• _Task objective_
A word-for-word copy of the lines from the one holding "One marker serves each instance of the dark" through the final line of the records below is the only output asked for.

===== Data provided

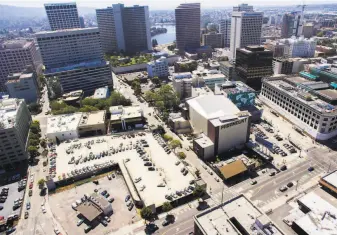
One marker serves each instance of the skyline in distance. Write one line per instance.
(158, 5)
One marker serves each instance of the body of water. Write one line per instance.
(168, 37)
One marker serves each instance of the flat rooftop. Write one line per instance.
(167, 172)
(221, 106)
(204, 141)
(64, 122)
(330, 94)
(88, 64)
(93, 118)
(223, 219)
(301, 96)
(8, 111)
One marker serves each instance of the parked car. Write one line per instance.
(311, 169)
(283, 188)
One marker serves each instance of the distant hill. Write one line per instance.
(10, 12)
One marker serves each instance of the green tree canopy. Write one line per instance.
(146, 214)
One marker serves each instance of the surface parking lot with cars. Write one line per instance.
(61, 205)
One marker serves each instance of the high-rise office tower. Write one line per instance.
(62, 16)
(187, 26)
(292, 25)
(63, 47)
(136, 27)
(15, 121)
(246, 29)
(15, 56)
(225, 29)
(124, 28)
(107, 29)
(81, 18)
(252, 64)
(243, 7)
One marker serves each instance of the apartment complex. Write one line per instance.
(86, 76)
(292, 25)
(301, 102)
(70, 46)
(107, 29)
(252, 64)
(62, 16)
(213, 39)
(299, 47)
(188, 26)
(23, 86)
(158, 68)
(15, 56)
(15, 120)
(124, 28)
(246, 29)
(225, 29)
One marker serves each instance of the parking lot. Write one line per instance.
(13, 194)
(61, 206)
(278, 145)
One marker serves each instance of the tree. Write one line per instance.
(197, 173)
(181, 155)
(146, 214)
(167, 206)
(175, 144)
(167, 137)
(199, 191)
(33, 151)
(34, 108)
(41, 182)
(155, 80)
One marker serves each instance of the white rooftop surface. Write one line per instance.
(216, 222)
(204, 141)
(8, 111)
(63, 123)
(163, 161)
(331, 178)
(313, 222)
(93, 118)
(101, 93)
(213, 106)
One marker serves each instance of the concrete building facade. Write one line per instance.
(158, 68)
(107, 29)
(15, 56)
(23, 86)
(246, 29)
(15, 120)
(213, 39)
(71, 46)
(188, 26)
(62, 16)
(86, 76)
(303, 108)
(225, 29)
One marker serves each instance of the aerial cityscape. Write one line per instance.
(185, 120)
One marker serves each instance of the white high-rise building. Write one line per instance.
(62, 16)
(63, 47)
(225, 29)
(246, 29)
(107, 29)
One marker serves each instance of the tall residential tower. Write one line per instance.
(187, 26)
(62, 16)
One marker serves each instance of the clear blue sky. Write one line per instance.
(159, 4)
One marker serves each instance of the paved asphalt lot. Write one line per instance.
(13, 194)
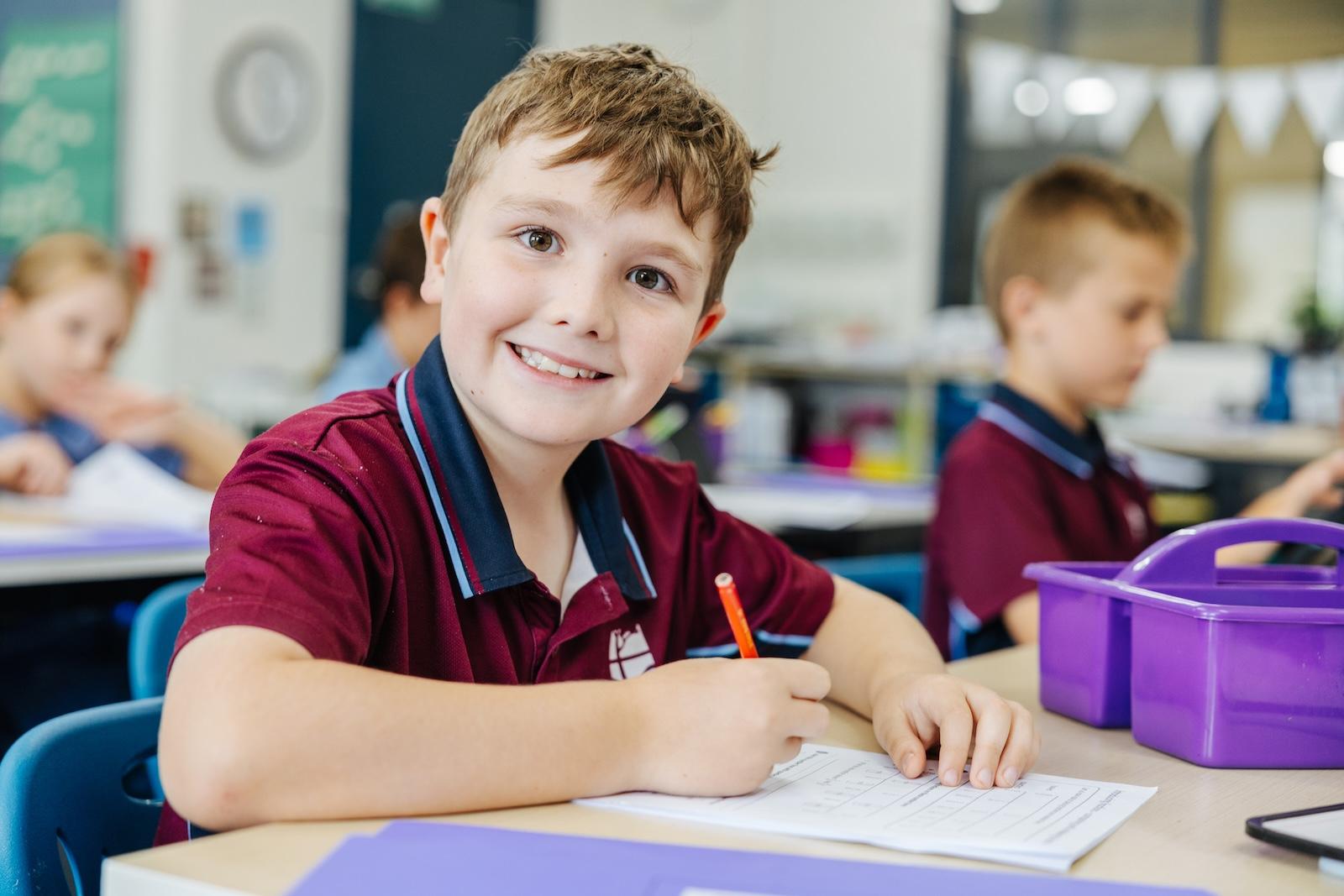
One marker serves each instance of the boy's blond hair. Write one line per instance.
(58, 259)
(643, 116)
(1039, 224)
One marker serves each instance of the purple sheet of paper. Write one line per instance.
(108, 540)
(410, 857)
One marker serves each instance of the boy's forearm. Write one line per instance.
(396, 746)
(870, 642)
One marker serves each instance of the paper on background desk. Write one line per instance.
(114, 485)
(832, 793)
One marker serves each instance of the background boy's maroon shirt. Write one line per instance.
(1018, 486)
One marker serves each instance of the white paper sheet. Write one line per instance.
(832, 793)
(113, 485)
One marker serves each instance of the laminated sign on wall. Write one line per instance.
(58, 128)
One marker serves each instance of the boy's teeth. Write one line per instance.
(543, 363)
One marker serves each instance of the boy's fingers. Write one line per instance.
(806, 680)
(954, 728)
(1021, 752)
(904, 746)
(808, 719)
(994, 725)
(790, 748)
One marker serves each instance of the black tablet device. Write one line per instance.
(1317, 832)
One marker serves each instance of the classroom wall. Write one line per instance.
(847, 228)
(248, 284)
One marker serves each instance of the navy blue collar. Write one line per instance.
(470, 516)
(1079, 453)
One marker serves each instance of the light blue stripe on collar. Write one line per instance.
(1023, 432)
(638, 558)
(409, 425)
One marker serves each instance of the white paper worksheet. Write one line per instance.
(1043, 821)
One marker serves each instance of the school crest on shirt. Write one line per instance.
(629, 654)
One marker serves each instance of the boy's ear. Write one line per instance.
(436, 250)
(1019, 302)
(707, 324)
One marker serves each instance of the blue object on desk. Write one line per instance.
(897, 575)
(154, 633)
(427, 857)
(65, 788)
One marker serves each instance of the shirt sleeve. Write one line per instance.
(785, 597)
(292, 551)
(996, 520)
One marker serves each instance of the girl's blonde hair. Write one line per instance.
(57, 259)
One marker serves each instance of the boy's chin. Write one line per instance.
(1112, 399)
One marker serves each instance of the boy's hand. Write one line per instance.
(34, 464)
(717, 727)
(1315, 485)
(913, 714)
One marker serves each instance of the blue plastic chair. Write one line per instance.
(152, 634)
(897, 575)
(74, 792)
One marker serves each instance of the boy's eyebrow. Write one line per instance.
(675, 255)
(559, 208)
(553, 207)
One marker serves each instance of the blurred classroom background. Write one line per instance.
(246, 154)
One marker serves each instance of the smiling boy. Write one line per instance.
(383, 566)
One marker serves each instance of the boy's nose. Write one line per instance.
(585, 307)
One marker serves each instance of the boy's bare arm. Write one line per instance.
(255, 730)
(886, 667)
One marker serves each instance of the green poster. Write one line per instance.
(58, 129)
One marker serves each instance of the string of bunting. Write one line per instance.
(1021, 96)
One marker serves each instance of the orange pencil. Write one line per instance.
(737, 618)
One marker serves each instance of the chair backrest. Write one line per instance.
(152, 634)
(897, 575)
(74, 792)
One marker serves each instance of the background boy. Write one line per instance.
(1081, 270)
(470, 530)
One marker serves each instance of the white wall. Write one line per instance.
(282, 312)
(848, 221)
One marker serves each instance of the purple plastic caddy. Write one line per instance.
(1238, 668)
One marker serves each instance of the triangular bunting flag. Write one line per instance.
(1319, 90)
(1257, 100)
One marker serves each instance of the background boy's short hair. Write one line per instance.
(1035, 233)
(645, 117)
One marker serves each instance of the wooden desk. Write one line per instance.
(1189, 835)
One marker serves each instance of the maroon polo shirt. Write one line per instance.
(370, 531)
(1018, 486)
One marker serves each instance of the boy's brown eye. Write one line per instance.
(649, 278)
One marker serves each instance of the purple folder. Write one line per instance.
(410, 857)
(93, 540)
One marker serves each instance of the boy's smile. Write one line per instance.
(564, 316)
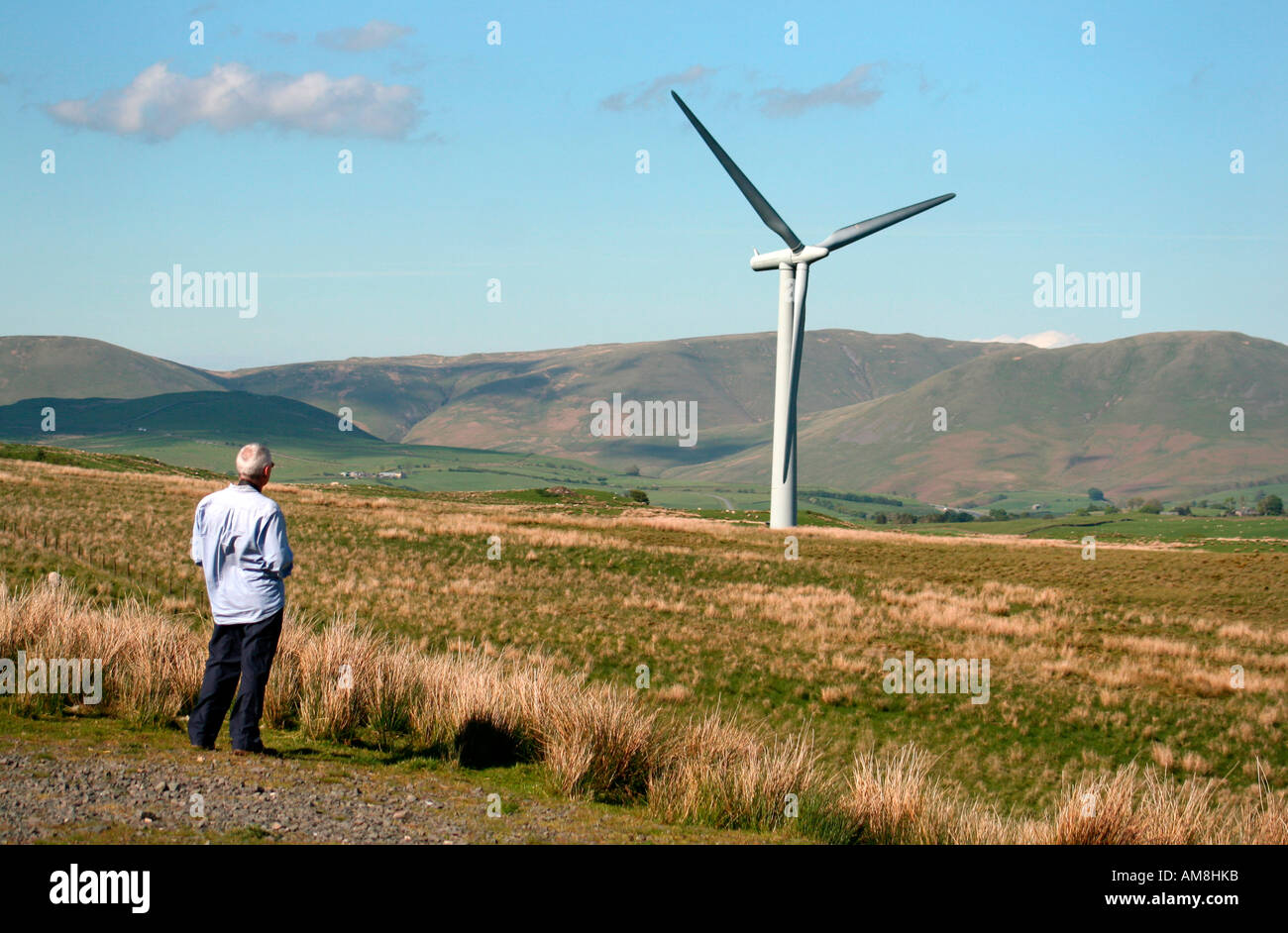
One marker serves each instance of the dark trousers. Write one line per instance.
(236, 653)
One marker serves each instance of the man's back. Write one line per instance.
(239, 538)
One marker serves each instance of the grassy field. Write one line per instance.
(1095, 665)
(1249, 534)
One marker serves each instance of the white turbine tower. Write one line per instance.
(793, 266)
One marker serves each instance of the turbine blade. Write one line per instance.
(866, 228)
(748, 190)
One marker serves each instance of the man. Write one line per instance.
(239, 538)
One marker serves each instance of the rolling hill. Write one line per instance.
(77, 366)
(1145, 415)
(528, 402)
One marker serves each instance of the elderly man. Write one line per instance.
(239, 538)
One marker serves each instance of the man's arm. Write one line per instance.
(197, 538)
(275, 550)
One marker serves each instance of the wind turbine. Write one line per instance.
(793, 266)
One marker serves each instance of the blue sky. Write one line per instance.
(518, 162)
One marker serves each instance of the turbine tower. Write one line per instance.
(793, 266)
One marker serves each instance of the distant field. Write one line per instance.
(313, 459)
(1094, 663)
(1250, 533)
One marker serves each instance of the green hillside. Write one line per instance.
(1140, 416)
(77, 366)
(540, 402)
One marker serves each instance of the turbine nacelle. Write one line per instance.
(764, 261)
(794, 265)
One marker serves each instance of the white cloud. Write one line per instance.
(1047, 340)
(159, 103)
(857, 89)
(652, 93)
(377, 34)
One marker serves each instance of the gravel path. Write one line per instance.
(69, 793)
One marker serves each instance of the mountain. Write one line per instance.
(540, 400)
(520, 402)
(77, 366)
(1145, 415)
(205, 413)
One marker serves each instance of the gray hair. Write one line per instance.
(252, 461)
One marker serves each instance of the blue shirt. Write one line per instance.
(239, 538)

==========

• _Answer space_
One marker serves each instance of the dark trousers. Write one line per instance.
(236, 653)
One marker serves each instance of the man's back. Write one line per instance.
(239, 538)
One marker serves each instance of the grassy field. Write one line per instance.
(1095, 665)
(1249, 534)
One marker serves each instance of the white turbine tower. Write one line per instance.
(793, 266)
One marker serves each instance of the turbine blade. Write one line per instance.
(866, 228)
(748, 190)
One marker serves each instance of the man. Write one line per instance.
(239, 538)
One marker serves each instance of the rolling hill. Write one line per instance.
(77, 366)
(1145, 415)
(528, 402)
One marker serves each instance of the elderly man. Write one line per instance.
(239, 538)
One marker serves each instance of the man's arm. Write one line per instance.
(197, 538)
(275, 550)
One marker serves each instance of the wind turbine. Write one line per instance.
(793, 266)
One marker serves each instance of the blue sky. Write one line per instance.
(518, 162)
One marker serves each instance of the turbine tower. Write one line per instance.
(793, 266)
One marker serves each instance of the distant field. Write one line per instance.
(313, 459)
(1094, 663)
(1250, 533)
One marker serves each instance of the green hillside. Write one line per instance.
(1140, 416)
(77, 366)
(540, 402)
One marker serves each instance of the turbine nacelle. Write one line per instance.
(764, 261)
(794, 265)
One marker serves each instance of the white cloud. Write one line per instance.
(1047, 340)
(159, 103)
(857, 89)
(652, 93)
(377, 34)
One marker serves each instance of the gravel path. Write one line per instance.
(69, 793)
One marker serves each instance of the mountain. Write one line per instance.
(540, 400)
(520, 402)
(77, 366)
(1145, 415)
(205, 413)
One marker serves each instance of the gray hair. Write one line per instance.
(252, 461)
One marker serves each instance of the blue shirt. Write one line per instance.
(239, 538)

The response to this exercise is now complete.